■ RECORDS PROVIDED:
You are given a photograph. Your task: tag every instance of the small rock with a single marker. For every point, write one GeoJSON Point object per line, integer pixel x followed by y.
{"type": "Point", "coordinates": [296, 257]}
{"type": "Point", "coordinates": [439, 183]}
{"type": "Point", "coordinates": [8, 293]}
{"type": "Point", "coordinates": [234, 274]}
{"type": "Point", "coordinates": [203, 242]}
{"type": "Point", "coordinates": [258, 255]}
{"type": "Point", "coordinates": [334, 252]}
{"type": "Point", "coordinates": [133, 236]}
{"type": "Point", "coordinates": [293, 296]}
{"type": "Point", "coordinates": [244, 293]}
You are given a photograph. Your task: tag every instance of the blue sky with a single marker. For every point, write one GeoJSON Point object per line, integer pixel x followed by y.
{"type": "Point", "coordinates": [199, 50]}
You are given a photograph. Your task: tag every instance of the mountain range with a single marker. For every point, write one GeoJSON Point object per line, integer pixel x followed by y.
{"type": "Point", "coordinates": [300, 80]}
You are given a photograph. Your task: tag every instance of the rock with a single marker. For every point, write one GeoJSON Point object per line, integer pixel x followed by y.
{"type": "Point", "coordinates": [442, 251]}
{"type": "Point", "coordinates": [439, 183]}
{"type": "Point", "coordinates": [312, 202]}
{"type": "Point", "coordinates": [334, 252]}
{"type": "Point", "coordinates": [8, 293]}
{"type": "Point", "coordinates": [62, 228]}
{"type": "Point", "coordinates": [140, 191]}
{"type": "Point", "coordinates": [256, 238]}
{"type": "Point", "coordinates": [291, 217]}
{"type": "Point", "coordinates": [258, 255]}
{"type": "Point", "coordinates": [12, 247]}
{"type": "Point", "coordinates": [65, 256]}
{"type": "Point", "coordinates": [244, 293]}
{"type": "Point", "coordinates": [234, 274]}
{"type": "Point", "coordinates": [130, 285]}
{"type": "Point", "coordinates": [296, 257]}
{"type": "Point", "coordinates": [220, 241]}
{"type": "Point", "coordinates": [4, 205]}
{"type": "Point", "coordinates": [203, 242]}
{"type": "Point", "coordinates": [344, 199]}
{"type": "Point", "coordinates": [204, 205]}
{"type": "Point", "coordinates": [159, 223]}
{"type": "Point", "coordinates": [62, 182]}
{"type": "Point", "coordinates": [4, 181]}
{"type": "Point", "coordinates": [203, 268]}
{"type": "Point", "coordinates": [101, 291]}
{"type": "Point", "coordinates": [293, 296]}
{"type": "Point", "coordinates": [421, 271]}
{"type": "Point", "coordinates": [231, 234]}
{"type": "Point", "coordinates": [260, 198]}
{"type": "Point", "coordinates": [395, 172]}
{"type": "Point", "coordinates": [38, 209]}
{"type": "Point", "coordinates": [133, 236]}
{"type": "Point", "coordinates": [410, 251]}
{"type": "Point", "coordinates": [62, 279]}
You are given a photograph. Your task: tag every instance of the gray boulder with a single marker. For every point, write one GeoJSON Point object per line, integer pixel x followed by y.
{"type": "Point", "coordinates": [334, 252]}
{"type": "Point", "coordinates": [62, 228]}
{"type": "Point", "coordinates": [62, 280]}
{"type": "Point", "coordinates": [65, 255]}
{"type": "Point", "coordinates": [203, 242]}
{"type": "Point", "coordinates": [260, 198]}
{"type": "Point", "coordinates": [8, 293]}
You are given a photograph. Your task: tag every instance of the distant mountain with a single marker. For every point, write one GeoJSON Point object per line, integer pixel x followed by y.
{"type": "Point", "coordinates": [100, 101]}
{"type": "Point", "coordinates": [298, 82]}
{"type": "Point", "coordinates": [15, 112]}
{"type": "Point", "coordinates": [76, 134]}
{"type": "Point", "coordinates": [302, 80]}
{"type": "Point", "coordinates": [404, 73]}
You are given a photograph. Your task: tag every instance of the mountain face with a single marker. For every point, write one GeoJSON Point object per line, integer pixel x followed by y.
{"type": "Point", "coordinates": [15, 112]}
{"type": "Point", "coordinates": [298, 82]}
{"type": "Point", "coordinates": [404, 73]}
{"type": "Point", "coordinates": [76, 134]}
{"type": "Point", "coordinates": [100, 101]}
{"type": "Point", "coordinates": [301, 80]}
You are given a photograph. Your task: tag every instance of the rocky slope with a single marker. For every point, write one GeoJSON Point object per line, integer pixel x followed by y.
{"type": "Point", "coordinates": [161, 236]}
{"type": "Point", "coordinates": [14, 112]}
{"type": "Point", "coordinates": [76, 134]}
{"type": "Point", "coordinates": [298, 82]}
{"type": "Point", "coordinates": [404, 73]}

■ PROBLEM TO WORK ON:
Leave out every line before the one containing "of the distant". Transcribe that line and all lines after it through the end of the data above, exactly.

■ SOLUTION TO THE PROBLEM:
You are given a photograph. Your task: tag every instance of the distant mountain with a single marker. For every point, write one GeoJSON Point object per line, integer pixel x followed by y.
{"type": "Point", "coordinates": [100, 101]}
{"type": "Point", "coordinates": [298, 82]}
{"type": "Point", "coordinates": [15, 112]}
{"type": "Point", "coordinates": [76, 134]}
{"type": "Point", "coordinates": [302, 80]}
{"type": "Point", "coordinates": [404, 73]}
You are given a photograph. Your task: tag every instance of the mountain face with a single marker. For every point, write one GeoJSON Point object per line, integer pixel x followed by y.
{"type": "Point", "coordinates": [15, 112]}
{"type": "Point", "coordinates": [298, 82]}
{"type": "Point", "coordinates": [404, 73]}
{"type": "Point", "coordinates": [76, 134]}
{"type": "Point", "coordinates": [100, 101]}
{"type": "Point", "coordinates": [301, 80]}
You are given a photograph. Your task: tag every instance of the rocky slope with a single marker. For every point, write one GeoJSON Point object per line, integer pixel x followed by y.
{"type": "Point", "coordinates": [161, 236]}
{"type": "Point", "coordinates": [14, 112]}
{"type": "Point", "coordinates": [76, 134]}
{"type": "Point", "coordinates": [298, 82]}
{"type": "Point", "coordinates": [404, 73]}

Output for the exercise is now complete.